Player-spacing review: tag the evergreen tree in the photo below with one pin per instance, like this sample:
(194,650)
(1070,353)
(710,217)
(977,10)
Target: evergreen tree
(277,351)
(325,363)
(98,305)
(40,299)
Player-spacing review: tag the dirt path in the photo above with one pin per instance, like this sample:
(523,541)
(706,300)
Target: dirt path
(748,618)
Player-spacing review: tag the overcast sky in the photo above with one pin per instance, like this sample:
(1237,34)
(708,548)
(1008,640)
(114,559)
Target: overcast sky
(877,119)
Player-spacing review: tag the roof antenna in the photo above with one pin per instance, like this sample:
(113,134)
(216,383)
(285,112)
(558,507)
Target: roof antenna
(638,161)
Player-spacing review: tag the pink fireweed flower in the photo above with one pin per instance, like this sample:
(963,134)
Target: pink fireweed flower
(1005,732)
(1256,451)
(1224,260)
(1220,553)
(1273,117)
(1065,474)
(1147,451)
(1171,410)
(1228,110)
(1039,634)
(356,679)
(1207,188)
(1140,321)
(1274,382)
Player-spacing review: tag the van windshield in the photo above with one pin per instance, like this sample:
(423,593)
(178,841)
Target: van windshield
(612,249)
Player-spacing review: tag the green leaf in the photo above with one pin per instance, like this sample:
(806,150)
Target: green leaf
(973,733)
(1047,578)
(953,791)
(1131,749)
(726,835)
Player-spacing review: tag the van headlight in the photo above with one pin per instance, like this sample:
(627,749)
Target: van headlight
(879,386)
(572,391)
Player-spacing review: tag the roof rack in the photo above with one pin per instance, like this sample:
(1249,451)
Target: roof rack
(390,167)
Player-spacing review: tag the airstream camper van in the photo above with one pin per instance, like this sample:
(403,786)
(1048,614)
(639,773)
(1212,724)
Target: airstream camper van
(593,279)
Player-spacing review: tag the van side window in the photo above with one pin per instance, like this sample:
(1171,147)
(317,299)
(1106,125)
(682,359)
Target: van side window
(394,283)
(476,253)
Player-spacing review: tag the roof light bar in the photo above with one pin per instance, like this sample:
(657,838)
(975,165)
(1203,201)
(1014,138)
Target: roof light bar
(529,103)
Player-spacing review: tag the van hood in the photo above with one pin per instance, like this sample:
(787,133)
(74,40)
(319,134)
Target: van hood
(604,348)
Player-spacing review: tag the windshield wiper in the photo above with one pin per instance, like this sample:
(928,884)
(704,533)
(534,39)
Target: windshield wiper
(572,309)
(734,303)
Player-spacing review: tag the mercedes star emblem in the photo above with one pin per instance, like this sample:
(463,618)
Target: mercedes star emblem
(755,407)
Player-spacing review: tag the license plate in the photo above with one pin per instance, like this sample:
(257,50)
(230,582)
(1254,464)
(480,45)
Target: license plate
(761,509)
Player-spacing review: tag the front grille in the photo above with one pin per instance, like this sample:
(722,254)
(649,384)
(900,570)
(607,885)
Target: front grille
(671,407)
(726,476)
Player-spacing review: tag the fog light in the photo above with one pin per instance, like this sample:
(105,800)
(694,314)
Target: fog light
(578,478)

# [TASK PROMPT]
Every entry must be duplicated exactly as it was written.

# [FINISHED EXERCISE]
Player-spacing review: tag the evergreen tree in the photo below with one pin per instance, like this sample:
(194,650)
(1070,353)
(710,217)
(977,10)
Target: evergreen tree
(277,351)
(325,363)
(98,305)
(40,299)
Player-spacing review: tag the dirt path in the photo above with one pin per instance, like this sample:
(523,541)
(706,300)
Target: dirt path
(748,618)
Player-spacing review: tag the overcast sky in the photo above with one pin per instance, like this sample:
(1237,34)
(708,548)
(1008,640)
(114,559)
Target: overcast sky
(877,119)
Player-spacing review: tag the roof antenna in the photo above with one pin per instance, like this sample:
(113,134)
(216,383)
(285,112)
(558,507)
Target: roof antenna
(638,161)
Player-spacing review: tag the pink fireweed flower in the photo above with one pin per instance, like this sample:
(963,134)
Target: pink fireweed flower
(1005,732)
(1256,451)
(1224,260)
(1220,553)
(1273,117)
(1065,474)
(1147,451)
(1171,410)
(1228,110)
(1039,634)
(356,679)
(1207,188)
(1140,321)
(1274,382)
Player-spacing review: tag the van windshield in the photo above with one pin per instance, like this sample:
(423,593)
(178,841)
Target: van windshield
(612,249)
Player-spacing review: tag the green leaf in the photo above with one pin per instance, like this sample:
(806,150)
Target: green leaf
(973,733)
(1047,578)
(953,791)
(1131,749)
(726,835)
Player-spacing review: tag the van headlight in the photo above with one pin per instance, like this sample:
(627,749)
Target: van headlight
(879,386)
(572,391)
Player-spacing review: tag the roof rack in the photo above with one pin per instance, like this sample:
(1249,451)
Target: roof rack
(390,167)
Player-spacing review: tag the airstream camper van in the photo above with one pin per instance, like this sample:
(403,786)
(1048,614)
(639,773)
(1212,724)
Target: airstream camper van
(593,279)
Player-spacing review: tag the van side window in the photo above with one pin per instance, like this sample:
(1171,147)
(317,299)
(1106,125)
(682,359)
Target: van side window
(394,283)
(476,253)
Player-spacing review: tag the roof light bar in the photo above with one pin per instance, like this sample:
(657,838)
(975,165)
(1203,201)
(1014,138)
Target: roof light bar
(529,103)
Player-spacing review: tag the van hood in the photo above with one pin per instance, like this sample:
(787,133)
(74,40)
(319,134)
Target: van hood
(604,348)
Player-spacing review: tag the windshield wiper in the photo above with one pin per instance, like this sample:
(928,884)
(704,533)
(534,39)
Target: windshield wiper
(572,309)
(734,303)
Player-spacing review: tag the mercedes star emblem in the photo above with one pin per instance, like this sample:
(463,618)
Target: mercedes star emblem
(755,407)
Player-spacing review: tag the license plate in the photo above with one pin per instance, like this sample:
(257,50)
(230,582)
(1254,464)
(480,45)
Target: license plate
(761,509)
Player-spacing review: tag the front grille in the photo above with one pin per instance, like this sample:
(722,254)
(649,384)
(900,570)
(607,885)
Target: front grille
(671,407)
(726,476)
Player-spacing review: tag the fog light in the photo above with one pin per instance, like this sample:
(105,800)
(694,314)
Target: fog light
(578,478)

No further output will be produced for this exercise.